EXERCISE BRIEF |
Return each entry exactly, with none missing.

A run of records |
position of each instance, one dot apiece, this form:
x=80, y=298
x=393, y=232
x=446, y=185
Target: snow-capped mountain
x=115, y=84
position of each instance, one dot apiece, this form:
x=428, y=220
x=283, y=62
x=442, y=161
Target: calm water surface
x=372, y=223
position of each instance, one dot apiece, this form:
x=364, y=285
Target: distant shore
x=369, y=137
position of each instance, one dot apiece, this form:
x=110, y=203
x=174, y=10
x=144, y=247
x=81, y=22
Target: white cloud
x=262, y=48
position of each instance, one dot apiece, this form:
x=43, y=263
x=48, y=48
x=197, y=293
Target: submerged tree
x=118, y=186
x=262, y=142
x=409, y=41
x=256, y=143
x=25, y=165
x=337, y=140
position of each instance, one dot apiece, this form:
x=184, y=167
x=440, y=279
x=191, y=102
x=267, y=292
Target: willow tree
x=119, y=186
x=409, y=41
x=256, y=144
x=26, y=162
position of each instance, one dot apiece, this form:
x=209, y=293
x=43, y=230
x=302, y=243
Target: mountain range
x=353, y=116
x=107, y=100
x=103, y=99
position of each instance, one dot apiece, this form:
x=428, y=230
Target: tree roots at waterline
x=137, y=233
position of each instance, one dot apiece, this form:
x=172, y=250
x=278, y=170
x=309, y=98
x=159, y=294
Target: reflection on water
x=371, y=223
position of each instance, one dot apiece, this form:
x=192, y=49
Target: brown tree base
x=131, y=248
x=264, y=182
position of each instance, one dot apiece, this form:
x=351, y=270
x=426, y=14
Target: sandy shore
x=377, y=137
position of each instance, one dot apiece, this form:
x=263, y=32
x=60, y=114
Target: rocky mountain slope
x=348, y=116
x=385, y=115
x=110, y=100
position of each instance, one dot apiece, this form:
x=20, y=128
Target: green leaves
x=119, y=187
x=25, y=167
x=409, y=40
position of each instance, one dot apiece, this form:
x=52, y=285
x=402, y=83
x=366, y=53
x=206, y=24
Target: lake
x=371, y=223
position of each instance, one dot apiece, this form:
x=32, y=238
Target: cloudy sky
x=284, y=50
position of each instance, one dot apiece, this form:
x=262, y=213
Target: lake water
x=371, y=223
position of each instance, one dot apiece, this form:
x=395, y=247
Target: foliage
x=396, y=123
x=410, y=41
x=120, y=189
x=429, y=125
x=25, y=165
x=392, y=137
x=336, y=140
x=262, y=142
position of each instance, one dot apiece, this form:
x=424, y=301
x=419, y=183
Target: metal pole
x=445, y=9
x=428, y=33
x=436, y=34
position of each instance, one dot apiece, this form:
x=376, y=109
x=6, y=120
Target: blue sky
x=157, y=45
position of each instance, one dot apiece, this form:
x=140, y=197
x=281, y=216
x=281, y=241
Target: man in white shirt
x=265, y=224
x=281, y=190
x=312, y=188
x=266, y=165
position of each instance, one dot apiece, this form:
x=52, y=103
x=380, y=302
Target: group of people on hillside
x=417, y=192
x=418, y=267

WRITTEN RESPONSE |
position of each instance, one dot apiece, this form:
x=80, y=298
x=393, y=232
x=446, y=185
Target: snow-capped mountain
x=115, y=84
position of each instance, one dot apiece, this form:
x=428, y=220
x=283, y=62
x=442, y=161
Target: calm water surface
x=372, y=223
position of each instance, one dot apiece, this form:
x=364, y=285
Target: distant shore
x=369, y=137
position of each instance, one dot apiece, this form:
x=110, y=203
x=174, y=10
x=144, y=247
x=81, y=22
Target: white cloud
x=262, y=48
position of each instance, one dot apiece, this form:
x=43, y=263
x=48, y=48
x=197, y=293
Target: submerged tree
x=118, y=186
x=262, y=142
x=409, y=41
x=256, y=143
x=25, y=165
x=337, y=140
position of each instance, one dot apiece, this form:
x=184, y=167
x=440, y=279
x=191, y=102
x=267, y=292
Target: willow tree
x=119, y=186
x=409, y=41
x=256, y=144
x=26, y=162
position of each instance, one dot apiece, this form:
x=209, y=293
x=43, y=230
x=302, y=243
Target: mountain range
x=353, y=116
x=107, y=100
x=103, y=99
position of each instance, one dot apiece, this form:
x=428, y=230
Target: tree roots at waterline
x=137, y=233
position of each instance, one dot apiece, this form:
x=172, y=250
x=278, y=170
x=309, y=98
x=159, y=294
Target: reflection on water
x=371, y=223
position of each instance, one dot apiece, this form:
x=192, y=49
Target: brown tree base
x=131, y=248
x=264, y=182
position of each instance, one dot apiece, this form:
x=351, y=270
x=426, y=14
Target: sandy shore
x=377, y=137
position of each instance, one dot apiece, this form:
x=263, y=32
x=60, y=114
Target: rocky mountain slope
x=348, y=116
x=385, y=115
x=110, y=100
position of each instance, one dot apiece, this form:
x=20, y=128
Target: green leaves
x=119, y=187
x=25, y=167
x=409, y=40
position of each instance, one dot apiece, this form:
x=52, y=285
x=402, y=83
x=366, y=53
x=206, y=24
Target: lake
x=371, y=223
position of each instance, one dot apiece, this form:
x=32, y=238
Target: cloudy sky
x=284, y=50
position of each instance, one dot apiece, this form:
x=262, y=213
Target: lake water
x=371, y=223
position of each instance, one dot apiece, this form:
x=395, y=247
Target: foliage
x=396, y=123
x=410, y=41
x=120, y=189
x=429, y=125
x=25, y=165
x=392, y=137
x=336, y=140
x=262, y=142
position of each instance, one dot apiece, this form:
x=424, y=301
x=419, y=183
Target: metal pole
x=445, y=9
x=428, y=33
x=436, y=34
position of each instance, one dot apiece, this form:
x=376, y=109
x=6, y=120
Target: blue sky
x=157, y=45
position of each instance, one dot apiece, this form:
x=140, y=197
x=281, y=216
x=281, y=241
Target: man in white shirt
x=265, y=224
x=281, y=190
x=312, y=188
x=266, y=165
position of each instance, one dot apiece, this form:
x=52, y=103
x=380, y=302
Target: group of people on hillside
x=417, y=192
x=418, y=267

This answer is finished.